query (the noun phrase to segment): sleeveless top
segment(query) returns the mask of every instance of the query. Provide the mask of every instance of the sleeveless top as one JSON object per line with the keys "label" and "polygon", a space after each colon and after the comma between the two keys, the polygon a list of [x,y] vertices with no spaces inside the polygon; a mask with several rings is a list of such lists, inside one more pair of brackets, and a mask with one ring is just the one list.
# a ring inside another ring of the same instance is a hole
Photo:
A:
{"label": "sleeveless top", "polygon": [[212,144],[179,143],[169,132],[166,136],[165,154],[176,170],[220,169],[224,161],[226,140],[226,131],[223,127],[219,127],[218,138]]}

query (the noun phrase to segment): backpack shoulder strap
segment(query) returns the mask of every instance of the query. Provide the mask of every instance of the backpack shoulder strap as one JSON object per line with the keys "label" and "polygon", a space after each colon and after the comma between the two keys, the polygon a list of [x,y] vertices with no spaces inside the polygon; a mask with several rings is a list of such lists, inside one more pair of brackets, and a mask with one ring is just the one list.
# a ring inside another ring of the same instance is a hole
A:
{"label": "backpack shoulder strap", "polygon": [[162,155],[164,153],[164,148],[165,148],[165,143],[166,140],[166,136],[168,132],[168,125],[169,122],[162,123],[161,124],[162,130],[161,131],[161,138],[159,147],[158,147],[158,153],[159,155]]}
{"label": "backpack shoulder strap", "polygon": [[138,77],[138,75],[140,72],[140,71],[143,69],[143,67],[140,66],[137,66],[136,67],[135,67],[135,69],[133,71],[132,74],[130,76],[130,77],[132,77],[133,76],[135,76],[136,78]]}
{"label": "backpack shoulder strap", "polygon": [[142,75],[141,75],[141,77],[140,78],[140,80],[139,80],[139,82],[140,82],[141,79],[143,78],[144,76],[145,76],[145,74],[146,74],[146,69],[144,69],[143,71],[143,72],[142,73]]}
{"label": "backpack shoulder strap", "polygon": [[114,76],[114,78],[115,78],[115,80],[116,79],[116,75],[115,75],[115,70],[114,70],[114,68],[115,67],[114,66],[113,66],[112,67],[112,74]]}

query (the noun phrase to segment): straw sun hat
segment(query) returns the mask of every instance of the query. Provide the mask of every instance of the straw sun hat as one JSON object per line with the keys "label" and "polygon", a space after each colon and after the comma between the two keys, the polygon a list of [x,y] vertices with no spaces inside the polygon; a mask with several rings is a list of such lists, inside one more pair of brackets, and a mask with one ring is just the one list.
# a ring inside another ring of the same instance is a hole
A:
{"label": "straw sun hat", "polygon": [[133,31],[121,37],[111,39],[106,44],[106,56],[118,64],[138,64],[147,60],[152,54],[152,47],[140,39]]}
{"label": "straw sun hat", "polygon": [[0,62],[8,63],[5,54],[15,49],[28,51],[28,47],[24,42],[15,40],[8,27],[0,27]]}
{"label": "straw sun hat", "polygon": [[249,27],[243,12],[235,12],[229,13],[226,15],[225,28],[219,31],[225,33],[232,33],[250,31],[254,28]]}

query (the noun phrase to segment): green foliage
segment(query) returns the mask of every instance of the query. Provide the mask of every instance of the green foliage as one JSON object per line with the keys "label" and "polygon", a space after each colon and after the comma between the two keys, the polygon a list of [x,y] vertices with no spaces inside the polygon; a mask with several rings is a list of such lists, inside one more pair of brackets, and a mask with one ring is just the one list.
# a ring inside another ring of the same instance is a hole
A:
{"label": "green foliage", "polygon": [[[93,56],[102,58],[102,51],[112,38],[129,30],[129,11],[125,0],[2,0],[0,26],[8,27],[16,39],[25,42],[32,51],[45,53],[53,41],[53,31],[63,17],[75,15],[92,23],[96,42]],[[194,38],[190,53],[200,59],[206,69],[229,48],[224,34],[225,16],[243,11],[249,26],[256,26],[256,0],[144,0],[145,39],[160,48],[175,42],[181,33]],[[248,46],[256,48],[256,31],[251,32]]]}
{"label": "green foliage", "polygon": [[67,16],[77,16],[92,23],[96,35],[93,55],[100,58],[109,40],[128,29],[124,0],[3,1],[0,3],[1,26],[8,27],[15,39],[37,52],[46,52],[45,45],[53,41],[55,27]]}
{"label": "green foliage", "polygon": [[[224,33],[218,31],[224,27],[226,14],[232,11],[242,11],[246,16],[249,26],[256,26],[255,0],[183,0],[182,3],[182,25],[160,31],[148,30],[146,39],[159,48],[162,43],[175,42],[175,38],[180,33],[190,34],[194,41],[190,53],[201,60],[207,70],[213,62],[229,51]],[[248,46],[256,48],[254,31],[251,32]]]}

■ **Task to carry out**:
Copy out the items from the line with "query (the noun phrase to segment): green" through the last item, keeping the requests. Adjust each polygon coordinate in the answers by adding -14 to it.

■ **Solution to this problem**:
query (the noun phrase to segment): green foliage
segment(query) returns the mask of every instance of the query. Provide the mask of every instance of the green foliage as one JSON object per line with the keys "label" and "polygon", a space after each colon and after the comma between the two keys, the polygon a list of [x,y] vertices with no spaces inside the polygon; a mask with several rings is a list of such lists, inside one more pair of brackets, and a mask with one ring is just the one list.
# a ring inside another ring of the same instance is a hole
A:
{"label": "green foliage", "polygon": [[[79,42],[88,44],[88,37],[98,24],[115,16],[115,-3],[111,-14],[-12,-14],[-14,12],[-6,13],[2,25],[11,28],[18,37],[31,39],[39,27],[39,17],[49,3],[61,1],[78,9],[82,28]],[[180,24],[176,39],[186,45],[192,55],[215,34],[210,20],[211,2],[229,-3],[235,12],[242,12],[242,-14],[130,-14],[131,25],[146,34],[161,28],[167,19]],[[234,32],[242,34],[242,17],[237,18]]]}
{"label": "green foliage", "polygon": [[53,2],[63,2],[78,9],[82,21],[79,41],[86,44],[95,26],[114,15],[110,-14],[-11,-13],[-14,-11],[-13,12],[-6,13],[1,25],[23,38],[32,38],[31,31],[39,27],[41,13]]}
{"label": "green foliage", "polygon": [[[210,19],[204,17],[210,13],[212,0],[218,-3],[228,-3],[232,2],[235,12],[242,12],[241,-14],[169,-14],[168,-11],[168,11],[146,17],[134,16],[132,25],[145,34],[148,29],[161,28],[161,24],[166,19],[176,20],[180,27],[176,39],[187,46],[193,56],[199,48],[215,37]],[[234,32],[242,34],[240,17],[237,18]]]}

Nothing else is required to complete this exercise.